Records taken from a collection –
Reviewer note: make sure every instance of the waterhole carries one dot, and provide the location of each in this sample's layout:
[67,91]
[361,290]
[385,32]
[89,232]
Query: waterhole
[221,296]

DESCRIPTION OF THE TASK – Copy the listing above line for line, with no changes.

CORRECT RESULT –
Reviewer note: make sure every instance of the waterhole carries one dot, and provide the location of each in this sample's layout:
[67,91]
[361,290]
[385,32]
[89,232]
Query: waterhole
[221,296]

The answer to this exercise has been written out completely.